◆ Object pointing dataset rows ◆
--------------------------------------------------
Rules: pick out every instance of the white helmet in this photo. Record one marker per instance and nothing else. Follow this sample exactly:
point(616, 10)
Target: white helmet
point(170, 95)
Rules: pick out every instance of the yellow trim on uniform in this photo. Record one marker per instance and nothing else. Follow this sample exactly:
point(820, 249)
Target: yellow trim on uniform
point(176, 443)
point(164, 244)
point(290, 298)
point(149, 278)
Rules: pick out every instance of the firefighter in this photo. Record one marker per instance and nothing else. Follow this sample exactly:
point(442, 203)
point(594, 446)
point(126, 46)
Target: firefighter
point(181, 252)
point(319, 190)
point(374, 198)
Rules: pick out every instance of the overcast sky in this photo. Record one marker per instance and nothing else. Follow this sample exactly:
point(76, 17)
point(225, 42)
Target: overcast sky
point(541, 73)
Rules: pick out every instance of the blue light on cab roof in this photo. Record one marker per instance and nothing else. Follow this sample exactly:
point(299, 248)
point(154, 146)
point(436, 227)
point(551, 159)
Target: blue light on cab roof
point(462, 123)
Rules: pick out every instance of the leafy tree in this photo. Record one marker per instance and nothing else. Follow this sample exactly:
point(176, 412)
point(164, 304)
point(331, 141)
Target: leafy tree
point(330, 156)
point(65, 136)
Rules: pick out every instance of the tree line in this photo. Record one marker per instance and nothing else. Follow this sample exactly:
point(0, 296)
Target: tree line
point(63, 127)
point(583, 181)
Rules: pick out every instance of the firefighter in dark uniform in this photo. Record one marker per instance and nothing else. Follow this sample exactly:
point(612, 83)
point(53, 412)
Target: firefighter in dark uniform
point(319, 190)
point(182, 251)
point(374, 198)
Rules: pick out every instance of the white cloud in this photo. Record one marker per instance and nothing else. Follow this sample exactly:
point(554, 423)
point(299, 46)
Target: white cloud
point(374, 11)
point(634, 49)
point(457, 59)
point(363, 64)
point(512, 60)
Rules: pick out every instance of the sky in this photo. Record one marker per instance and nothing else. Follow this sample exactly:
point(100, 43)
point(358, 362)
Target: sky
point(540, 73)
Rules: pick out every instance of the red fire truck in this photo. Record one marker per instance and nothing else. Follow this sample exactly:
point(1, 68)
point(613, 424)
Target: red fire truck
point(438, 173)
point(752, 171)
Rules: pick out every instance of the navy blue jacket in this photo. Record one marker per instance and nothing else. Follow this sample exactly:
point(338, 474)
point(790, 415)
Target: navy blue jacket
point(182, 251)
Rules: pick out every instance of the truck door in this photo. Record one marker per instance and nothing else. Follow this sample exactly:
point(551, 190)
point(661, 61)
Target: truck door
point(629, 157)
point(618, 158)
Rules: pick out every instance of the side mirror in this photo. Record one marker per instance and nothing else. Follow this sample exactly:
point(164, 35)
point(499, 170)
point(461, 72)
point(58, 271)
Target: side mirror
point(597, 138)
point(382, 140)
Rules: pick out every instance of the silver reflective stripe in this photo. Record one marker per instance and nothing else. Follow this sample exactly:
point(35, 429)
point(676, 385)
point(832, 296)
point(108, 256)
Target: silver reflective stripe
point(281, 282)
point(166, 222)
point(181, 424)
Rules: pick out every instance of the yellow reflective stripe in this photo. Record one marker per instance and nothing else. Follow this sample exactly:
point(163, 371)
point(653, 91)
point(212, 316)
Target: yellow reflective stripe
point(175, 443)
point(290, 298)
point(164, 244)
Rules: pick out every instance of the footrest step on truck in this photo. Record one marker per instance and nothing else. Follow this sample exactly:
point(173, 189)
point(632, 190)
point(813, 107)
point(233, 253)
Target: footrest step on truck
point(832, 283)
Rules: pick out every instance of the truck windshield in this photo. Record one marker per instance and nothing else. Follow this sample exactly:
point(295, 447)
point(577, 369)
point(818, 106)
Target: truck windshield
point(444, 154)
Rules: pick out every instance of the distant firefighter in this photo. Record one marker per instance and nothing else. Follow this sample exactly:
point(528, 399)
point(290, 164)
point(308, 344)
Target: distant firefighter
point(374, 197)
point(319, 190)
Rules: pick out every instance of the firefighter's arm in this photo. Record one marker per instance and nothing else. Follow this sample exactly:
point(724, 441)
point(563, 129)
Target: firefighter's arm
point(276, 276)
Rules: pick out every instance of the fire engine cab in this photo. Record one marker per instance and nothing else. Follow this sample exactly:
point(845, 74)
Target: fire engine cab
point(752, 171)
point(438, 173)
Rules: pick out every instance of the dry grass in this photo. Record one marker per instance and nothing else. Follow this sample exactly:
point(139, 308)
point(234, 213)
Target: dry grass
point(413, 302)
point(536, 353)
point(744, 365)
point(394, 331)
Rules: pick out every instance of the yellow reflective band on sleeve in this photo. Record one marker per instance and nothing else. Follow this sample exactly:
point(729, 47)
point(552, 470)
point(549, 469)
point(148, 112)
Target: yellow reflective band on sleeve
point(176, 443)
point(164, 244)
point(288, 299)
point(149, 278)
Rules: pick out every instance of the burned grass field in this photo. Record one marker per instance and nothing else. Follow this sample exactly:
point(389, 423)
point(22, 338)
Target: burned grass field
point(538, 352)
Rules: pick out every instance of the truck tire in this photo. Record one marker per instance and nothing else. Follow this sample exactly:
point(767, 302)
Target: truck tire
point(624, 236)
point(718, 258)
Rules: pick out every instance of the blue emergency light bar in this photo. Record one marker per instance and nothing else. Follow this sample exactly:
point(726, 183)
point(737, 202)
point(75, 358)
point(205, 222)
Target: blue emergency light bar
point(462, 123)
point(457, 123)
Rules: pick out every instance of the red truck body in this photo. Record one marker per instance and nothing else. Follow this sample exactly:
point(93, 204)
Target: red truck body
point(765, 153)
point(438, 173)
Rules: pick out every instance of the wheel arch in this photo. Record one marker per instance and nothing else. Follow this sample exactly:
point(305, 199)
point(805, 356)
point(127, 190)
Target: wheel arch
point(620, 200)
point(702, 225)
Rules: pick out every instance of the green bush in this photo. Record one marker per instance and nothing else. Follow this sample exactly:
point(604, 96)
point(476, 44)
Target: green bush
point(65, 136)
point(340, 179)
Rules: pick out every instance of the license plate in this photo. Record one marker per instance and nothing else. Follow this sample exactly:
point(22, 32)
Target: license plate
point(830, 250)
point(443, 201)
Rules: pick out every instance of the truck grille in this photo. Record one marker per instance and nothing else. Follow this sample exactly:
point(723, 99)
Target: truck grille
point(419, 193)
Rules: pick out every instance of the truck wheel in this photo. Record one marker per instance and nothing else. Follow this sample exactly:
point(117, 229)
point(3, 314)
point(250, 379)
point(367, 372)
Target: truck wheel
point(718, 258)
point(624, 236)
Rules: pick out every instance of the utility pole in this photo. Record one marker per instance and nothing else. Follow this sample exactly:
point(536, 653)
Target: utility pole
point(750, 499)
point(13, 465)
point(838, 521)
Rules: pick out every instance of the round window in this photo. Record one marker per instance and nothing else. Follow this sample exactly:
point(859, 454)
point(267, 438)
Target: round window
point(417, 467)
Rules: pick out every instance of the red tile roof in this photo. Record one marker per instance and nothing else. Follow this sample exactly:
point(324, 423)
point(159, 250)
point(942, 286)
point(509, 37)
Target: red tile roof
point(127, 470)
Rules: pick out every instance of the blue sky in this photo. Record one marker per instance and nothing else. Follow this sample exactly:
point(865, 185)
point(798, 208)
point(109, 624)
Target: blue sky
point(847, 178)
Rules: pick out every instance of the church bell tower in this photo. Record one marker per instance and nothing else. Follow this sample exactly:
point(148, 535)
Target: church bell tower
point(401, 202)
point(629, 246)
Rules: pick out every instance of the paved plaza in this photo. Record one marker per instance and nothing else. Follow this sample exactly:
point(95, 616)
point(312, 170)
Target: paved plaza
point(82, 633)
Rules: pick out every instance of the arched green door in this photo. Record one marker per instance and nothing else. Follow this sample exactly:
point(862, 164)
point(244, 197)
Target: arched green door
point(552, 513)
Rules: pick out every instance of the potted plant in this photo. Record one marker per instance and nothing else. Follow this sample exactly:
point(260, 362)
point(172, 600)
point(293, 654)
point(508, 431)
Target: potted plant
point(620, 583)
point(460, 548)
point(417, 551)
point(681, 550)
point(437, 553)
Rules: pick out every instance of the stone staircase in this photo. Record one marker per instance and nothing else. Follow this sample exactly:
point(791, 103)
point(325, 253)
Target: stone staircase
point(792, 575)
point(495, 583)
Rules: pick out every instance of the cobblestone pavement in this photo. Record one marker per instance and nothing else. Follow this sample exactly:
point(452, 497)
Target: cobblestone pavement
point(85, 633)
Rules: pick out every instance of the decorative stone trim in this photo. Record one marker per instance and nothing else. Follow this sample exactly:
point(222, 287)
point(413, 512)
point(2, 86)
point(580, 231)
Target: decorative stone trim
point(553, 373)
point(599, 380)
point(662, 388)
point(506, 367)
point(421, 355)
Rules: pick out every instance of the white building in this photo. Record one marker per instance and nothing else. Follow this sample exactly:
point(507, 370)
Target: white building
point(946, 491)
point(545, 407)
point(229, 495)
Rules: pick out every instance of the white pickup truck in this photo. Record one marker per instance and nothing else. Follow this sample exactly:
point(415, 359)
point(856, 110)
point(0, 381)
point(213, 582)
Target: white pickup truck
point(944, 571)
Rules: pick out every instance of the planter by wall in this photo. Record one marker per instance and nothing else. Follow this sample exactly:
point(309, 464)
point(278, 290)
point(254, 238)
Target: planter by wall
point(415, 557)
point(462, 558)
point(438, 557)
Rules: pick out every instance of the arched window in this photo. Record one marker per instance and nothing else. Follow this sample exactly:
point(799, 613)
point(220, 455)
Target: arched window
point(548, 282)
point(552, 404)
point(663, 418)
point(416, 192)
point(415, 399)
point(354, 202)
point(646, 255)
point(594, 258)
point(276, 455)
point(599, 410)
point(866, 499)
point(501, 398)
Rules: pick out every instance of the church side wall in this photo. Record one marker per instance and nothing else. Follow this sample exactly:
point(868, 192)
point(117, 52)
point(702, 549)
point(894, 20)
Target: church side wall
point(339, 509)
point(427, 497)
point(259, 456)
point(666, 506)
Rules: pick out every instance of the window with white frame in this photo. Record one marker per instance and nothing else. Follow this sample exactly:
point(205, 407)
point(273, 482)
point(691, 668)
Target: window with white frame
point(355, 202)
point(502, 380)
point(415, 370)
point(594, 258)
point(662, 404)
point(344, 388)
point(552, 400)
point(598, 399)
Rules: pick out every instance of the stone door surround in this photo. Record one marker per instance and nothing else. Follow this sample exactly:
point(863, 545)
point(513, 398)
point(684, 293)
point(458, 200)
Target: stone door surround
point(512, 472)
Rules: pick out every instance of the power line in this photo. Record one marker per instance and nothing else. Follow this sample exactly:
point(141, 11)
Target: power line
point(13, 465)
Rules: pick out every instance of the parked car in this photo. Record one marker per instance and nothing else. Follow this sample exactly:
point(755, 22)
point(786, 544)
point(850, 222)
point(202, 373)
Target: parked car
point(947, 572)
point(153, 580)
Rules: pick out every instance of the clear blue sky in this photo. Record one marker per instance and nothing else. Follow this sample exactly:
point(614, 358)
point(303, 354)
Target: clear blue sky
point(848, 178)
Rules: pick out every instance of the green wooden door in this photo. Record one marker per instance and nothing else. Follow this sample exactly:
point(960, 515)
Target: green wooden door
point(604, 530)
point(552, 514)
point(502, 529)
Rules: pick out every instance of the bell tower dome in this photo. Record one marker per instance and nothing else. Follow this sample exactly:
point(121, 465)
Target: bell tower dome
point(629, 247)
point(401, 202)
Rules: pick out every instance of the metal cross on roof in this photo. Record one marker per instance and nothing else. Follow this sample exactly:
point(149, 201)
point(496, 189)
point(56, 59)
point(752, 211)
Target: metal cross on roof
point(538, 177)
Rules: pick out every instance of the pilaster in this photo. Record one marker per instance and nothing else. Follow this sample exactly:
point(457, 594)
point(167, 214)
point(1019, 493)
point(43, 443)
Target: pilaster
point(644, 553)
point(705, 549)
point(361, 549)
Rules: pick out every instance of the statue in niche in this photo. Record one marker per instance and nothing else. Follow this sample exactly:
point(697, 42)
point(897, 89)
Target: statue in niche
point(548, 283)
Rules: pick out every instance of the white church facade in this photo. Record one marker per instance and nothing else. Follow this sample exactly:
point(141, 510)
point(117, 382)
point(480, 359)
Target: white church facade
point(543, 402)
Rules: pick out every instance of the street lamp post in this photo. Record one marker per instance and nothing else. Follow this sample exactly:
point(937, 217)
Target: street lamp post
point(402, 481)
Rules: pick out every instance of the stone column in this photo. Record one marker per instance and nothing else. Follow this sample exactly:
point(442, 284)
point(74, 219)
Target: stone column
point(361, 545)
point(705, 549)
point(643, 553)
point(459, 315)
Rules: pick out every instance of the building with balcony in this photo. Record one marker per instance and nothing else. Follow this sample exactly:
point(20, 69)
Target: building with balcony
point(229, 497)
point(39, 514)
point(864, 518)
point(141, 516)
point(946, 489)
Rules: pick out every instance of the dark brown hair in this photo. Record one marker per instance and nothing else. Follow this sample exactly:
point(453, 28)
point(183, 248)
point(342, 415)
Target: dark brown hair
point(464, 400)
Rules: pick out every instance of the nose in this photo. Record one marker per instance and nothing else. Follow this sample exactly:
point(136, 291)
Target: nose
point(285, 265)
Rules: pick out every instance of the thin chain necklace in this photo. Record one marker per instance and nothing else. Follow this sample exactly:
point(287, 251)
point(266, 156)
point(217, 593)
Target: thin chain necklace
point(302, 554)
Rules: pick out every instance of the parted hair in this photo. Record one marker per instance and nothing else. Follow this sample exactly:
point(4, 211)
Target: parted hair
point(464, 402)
--------------------------------------------------
Each line from the one with "Rules: pick out every instance of the pilaster" through the last line of the records must be written out word for word. Include nothing else.

◆ TASK RESPONSE ◆
Rules: pick out every instance of the pilaster in this photo. Record one marker per instance and nothing else. Follow this sample exactly:
point(457, 594)
point(167, 214)
point(1019, 493)
point(43, 443)
Target: pilaster
point(644, 553)
point(705, 549)
point(361, 549)
Rules: pick out every instance of the statue in niche in this photo. Record one marker per instance and nothing else. Follow this sample exactly:
point(697, 42)
point(897, 89)
Target: statue in niche
point(548, 283)
Rules: pick out every instance of the white church facade in this photo. Record one marker per instance and nothing else. Follow this sample exactly:
point(141, 510)
point(117, 382)
point(480, 359)
Target: white church facade
point(543, 402)
Rules: pick out every instance of the street lamp post in this photo. Record one marker per instance and nothing else. Follow this sample exactly:
point(937, 217)
Target: street lamp post
point(402, 481)
Rules: pick out every instance of the stone column in this photo. Record one marker per instance and nothing else. Follow this sample exactly:
point(442, 284)
point(74, 219)
Target: stone column
point(361, 545)
point(705, 549)
point(643, 553)
point(459, 315)
Rules: pick out every instance of the building with balcony in this photo. Record one marker per instance and nothing else. Follow this sample exactly:
point(20, 69)
Target: building with balcony
point(229, 497)
point(39, 514)
point(864, 518)
point(141, 516)
point(946, 489)
Rules: pick out every instance of the dark brown hair in this photo. Record one marker per instance and nothing else. Follow this sample exactly:
point(453, 28)
point(183, 248)
point(342, 415)
Target: dark brown hair
point(464, 400)
Rules: pick out every instance of the nose in this photo. Record one marker per instance and nothing else. Follow this sample exactly:
point(136, 291)
Target: nose
point(285, 265)
Rules: pick out every instance of the thin chain necklace in this photo. Record one marker per instance and nothing else. Follow this sample exactly:
point(287, 251)
point(266, 156)
point(217, 593)
Target: thin chain necklace
point(302, 554)
Rules: pick out every instance of the parted hair in this photo. Record one marker per instance and nothing else. Follow this sample exactly:
point(4, 211)
Target: parted hair
point(464, 402)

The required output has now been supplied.